◆ RECORDS PROVIDED
= Beginning of Section =
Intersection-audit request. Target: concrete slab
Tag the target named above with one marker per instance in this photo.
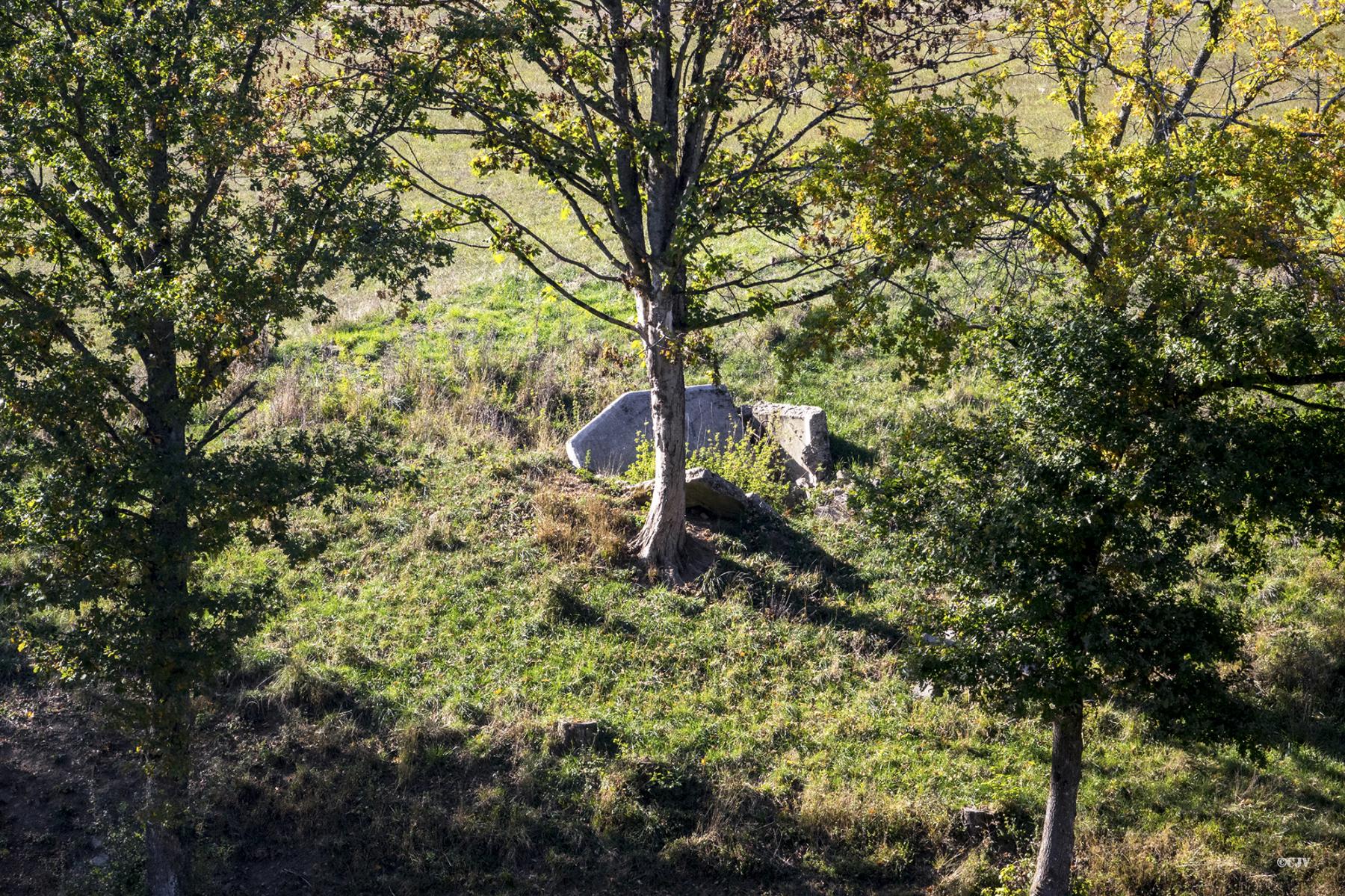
= End of Section =
= Beginning of Section =
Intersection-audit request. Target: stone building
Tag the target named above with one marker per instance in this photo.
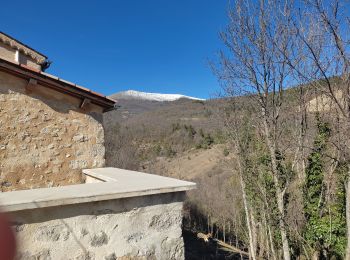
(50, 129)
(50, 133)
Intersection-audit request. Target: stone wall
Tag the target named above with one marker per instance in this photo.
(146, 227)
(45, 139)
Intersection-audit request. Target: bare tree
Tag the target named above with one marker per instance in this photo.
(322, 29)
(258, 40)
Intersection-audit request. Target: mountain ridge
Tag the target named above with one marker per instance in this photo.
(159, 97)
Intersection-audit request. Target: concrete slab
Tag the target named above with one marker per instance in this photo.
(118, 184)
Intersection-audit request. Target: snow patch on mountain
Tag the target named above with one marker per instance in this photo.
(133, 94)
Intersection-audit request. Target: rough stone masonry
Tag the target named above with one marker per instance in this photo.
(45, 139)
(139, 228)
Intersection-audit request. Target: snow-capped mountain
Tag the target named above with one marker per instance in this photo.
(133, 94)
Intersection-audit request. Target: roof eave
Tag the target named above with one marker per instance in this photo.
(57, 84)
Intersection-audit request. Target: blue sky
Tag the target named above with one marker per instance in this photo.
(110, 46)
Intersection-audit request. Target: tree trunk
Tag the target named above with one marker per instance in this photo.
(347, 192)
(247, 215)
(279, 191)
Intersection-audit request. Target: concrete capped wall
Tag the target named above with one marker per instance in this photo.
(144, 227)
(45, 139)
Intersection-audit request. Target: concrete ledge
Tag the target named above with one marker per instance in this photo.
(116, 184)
= End of Section =
◆ YOUR GOAL
The answer must be every line from the records above that contains the word "wall", copied in full.

◆ ANSWER BOX
Intersection-audit request. Target: stone wall
Intersection-audit request. Target: concrete capped wall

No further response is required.